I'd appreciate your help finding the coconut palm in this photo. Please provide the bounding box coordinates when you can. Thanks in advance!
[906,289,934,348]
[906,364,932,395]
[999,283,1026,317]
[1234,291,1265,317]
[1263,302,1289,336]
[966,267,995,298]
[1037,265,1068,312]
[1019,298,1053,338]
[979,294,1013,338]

• • •

### [Exercise task]
Copy every row above verbatim, keeping each one unchanged.

### [Solution]
I'd appreciate your help finding the coconut palm in this photo. Please provide the bounding box coordinates when you can. Thanks in advance!
[906,289,934,348]
[906,364,932,395]
[999,283,1026,317]
[1234,291,1265,317]
[1263,302,1289,336]
[966,267,995,298]
[1037,265,1068,312]
[1019,298,1053,338]
[979,294,1013,338]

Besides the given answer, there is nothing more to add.